-- Task material follows --

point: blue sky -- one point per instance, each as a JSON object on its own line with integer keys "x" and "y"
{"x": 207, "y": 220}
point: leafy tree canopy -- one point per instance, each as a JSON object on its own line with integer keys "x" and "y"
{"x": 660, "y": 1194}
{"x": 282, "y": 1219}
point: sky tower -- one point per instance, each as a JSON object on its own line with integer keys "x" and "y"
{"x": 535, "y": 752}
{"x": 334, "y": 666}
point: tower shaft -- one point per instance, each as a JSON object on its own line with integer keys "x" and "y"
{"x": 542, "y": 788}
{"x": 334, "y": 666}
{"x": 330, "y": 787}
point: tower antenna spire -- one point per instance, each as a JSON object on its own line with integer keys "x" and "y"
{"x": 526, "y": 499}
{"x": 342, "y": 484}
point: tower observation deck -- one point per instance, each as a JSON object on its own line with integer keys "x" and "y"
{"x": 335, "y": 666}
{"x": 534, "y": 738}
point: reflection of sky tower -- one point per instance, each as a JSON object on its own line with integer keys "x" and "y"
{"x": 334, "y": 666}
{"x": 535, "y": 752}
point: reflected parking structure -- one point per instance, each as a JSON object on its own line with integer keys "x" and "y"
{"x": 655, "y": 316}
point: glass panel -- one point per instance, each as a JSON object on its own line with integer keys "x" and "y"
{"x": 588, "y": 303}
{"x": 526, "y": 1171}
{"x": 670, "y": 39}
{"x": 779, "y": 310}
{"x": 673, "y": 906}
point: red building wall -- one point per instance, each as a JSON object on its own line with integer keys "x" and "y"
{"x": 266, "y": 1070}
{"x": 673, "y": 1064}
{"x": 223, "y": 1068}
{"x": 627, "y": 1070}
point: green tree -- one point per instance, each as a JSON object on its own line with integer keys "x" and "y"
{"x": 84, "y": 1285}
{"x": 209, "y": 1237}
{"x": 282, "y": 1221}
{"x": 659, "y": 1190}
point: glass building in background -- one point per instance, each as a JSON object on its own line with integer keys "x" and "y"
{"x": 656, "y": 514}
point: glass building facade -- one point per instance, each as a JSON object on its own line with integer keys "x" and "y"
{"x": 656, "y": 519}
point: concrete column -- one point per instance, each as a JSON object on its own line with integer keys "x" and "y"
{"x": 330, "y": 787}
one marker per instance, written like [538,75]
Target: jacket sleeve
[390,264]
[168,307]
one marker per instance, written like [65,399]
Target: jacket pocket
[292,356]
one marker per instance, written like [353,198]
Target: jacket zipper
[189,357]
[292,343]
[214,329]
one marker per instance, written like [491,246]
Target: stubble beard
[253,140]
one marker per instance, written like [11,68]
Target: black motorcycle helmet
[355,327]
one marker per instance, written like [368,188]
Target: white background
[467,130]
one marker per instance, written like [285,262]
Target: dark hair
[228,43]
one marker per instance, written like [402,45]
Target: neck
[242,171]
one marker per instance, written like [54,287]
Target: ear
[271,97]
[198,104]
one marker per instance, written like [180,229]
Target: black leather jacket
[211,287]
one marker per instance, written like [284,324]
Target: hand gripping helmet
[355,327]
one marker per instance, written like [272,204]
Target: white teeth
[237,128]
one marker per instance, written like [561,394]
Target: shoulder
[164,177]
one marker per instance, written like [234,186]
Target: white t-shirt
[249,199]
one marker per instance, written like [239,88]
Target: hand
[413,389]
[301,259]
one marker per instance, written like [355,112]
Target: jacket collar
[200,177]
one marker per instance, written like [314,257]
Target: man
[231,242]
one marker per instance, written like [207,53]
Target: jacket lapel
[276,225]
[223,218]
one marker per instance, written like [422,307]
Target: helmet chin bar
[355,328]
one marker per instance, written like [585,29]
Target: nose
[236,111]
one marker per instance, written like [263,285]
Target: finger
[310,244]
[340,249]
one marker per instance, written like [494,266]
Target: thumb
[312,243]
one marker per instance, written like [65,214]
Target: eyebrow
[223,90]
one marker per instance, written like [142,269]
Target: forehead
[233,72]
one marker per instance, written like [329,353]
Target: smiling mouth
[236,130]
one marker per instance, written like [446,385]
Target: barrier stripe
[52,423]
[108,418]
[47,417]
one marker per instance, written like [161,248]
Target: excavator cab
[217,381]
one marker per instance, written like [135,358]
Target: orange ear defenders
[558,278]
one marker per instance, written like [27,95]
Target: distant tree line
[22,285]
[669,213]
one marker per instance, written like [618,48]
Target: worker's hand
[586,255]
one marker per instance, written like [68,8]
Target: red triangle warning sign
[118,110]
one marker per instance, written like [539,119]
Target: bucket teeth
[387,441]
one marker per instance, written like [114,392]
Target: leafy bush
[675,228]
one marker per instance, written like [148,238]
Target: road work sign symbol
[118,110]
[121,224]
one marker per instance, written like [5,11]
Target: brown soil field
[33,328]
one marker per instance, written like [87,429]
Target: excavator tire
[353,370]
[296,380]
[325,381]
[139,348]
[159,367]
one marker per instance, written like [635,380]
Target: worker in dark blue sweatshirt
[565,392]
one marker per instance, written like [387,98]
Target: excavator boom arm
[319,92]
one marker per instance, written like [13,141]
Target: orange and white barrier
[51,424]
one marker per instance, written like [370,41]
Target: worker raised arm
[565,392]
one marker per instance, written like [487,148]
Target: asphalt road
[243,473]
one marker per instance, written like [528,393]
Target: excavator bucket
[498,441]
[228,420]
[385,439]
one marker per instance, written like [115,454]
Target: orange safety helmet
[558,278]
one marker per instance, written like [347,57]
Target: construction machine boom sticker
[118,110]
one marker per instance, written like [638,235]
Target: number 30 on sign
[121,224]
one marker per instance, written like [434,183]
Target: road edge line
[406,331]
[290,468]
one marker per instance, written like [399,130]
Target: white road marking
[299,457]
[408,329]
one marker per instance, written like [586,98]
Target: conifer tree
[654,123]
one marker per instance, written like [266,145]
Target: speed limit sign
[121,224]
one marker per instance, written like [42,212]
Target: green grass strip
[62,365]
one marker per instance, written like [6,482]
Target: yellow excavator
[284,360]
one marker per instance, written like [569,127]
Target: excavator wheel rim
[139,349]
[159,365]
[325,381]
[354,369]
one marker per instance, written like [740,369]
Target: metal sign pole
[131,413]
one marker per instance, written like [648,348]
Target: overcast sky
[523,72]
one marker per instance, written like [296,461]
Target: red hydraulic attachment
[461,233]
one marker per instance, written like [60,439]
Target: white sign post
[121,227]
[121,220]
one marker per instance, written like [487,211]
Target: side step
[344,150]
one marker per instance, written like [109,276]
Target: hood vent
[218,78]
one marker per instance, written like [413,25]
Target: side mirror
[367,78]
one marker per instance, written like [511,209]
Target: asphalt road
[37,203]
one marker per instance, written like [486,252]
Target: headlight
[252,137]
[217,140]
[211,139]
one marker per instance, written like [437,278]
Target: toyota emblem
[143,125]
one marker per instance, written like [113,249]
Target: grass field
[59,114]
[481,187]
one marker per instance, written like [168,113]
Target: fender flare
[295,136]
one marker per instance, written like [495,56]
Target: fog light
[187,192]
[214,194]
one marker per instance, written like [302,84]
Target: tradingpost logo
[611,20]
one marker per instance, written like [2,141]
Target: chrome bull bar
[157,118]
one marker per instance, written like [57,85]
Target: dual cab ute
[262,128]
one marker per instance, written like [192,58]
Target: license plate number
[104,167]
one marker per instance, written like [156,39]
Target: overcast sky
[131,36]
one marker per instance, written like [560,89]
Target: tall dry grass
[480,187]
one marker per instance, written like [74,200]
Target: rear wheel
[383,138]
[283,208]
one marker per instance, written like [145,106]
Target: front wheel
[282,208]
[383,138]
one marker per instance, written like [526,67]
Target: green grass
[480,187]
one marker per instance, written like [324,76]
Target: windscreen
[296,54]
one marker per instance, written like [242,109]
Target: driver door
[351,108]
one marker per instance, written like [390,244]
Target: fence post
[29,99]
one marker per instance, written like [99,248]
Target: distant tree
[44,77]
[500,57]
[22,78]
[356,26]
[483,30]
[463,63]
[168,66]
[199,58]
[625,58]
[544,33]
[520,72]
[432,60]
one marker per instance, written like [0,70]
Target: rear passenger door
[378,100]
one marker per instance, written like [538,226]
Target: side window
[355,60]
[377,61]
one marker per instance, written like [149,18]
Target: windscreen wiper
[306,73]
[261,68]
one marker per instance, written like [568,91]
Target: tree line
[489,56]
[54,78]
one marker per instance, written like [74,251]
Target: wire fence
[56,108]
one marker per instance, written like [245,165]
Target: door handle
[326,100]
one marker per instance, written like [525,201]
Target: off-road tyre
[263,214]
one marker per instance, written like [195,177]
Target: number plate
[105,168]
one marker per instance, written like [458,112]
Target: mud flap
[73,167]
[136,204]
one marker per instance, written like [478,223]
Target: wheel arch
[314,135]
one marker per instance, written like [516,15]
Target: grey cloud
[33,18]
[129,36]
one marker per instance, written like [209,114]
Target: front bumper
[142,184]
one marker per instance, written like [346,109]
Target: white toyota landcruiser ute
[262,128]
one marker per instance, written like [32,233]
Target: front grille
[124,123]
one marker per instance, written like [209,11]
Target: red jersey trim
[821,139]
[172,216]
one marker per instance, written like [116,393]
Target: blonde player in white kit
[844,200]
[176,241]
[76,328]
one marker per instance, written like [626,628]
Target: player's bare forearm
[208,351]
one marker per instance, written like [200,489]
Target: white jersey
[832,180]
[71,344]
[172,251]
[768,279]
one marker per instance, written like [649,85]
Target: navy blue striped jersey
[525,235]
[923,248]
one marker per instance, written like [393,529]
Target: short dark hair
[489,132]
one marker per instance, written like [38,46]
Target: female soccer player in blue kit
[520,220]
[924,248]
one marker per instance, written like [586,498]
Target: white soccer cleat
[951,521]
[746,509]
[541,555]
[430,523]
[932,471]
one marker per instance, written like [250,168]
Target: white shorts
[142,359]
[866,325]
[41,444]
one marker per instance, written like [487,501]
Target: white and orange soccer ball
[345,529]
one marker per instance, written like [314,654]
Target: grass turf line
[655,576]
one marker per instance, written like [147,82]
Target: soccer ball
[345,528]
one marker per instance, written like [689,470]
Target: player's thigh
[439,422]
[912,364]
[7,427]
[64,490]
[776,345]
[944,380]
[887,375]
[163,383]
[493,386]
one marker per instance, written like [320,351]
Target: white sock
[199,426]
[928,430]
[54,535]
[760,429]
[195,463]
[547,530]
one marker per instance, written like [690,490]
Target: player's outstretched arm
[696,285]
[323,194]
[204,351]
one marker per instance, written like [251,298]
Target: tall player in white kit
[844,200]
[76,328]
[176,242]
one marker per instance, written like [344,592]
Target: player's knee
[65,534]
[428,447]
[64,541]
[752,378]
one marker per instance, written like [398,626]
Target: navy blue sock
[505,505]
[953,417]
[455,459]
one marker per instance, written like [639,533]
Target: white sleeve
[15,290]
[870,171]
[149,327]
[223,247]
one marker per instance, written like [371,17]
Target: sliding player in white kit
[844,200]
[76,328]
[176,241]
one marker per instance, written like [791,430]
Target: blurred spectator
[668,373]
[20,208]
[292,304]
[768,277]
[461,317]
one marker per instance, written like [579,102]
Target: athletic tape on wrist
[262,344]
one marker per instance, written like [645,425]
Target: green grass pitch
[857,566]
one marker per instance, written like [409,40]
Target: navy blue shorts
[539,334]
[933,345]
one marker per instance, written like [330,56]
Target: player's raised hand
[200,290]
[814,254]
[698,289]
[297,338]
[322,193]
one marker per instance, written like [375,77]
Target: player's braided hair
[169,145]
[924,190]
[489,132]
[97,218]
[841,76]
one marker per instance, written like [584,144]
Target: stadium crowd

-- Task material concluded --

• What this task involves: Start with the line above that contains "point: glass panel" and end with the line that contains "one marker per instance, written like [180,229]". Write out those lines exactly, and only those.

• Response:
point: glass panel -- one point per instance, each as a JSON object on its own line with integer keys "x" and "y"
{"x": 588, "y": 303}
{"x": 526, "y": 1171}
{"x": 670, "y": 39}
{"x": 779, "y": 310}
{"x": 673, "y": 906}
point: red building wall -- one point per instance, each as a JSON object on its own line with integer keys "x" and "y"
{"x": 266, "y": 1070}
{"x": 673, "y": 1064}
{"x": 223, "y": 1068}
{"x": 627, "y": 1070}
point: green tree -- one point per instance, each as a JSON object on its own line with integer keys "x" and "y"
{"x": 84, "y": 1285}
{"x": 209, "y": 1237}
{"x": 282, "y": 1221}
{"x": 659, "y": 1190}
point: glass building in background -- one point per instance, each as a JSON object on its own line with integer keys "x" and "y"
{"x": 656, "y": 514}
point: glass building facade -- one point per instance, each as a JSON object on its own line with integer keys "x" and "y"
{"x": 656, "y": 519}
point: concrete column -- one point per instance, each as a JSON object on its own line with integer keys "x" and "y"
{"x": 330, "y": 787}
one marker per instance, written like [538,75]
Target: jacket sleeve
[390,264]
[168,307]
one marker per instance, written like [65,399]
Target: jacket pocket
[292,356]
one marker per instance, written like [353,198]
Target: jacket zipper
[189,357]
[292,343]
[214,329]
one marker per instance, written like [491,246]
Target: stubble beard
[253,140]
one marker per instance, written like [11,68]
Target: black motorcycle helmet
[355,327]
one marker per instance, written like [368,188]
Target: white background
[467,130]
one marker per instance, written like [285,262]
Target: dark hair
[228,43]
one marker per instance, written like [402,45]
Target: neck
[242,171]
one marker per instance, written like [54,287]
Target: ear
[271,97]
[198,104]
one marker per instance, written like [180,229]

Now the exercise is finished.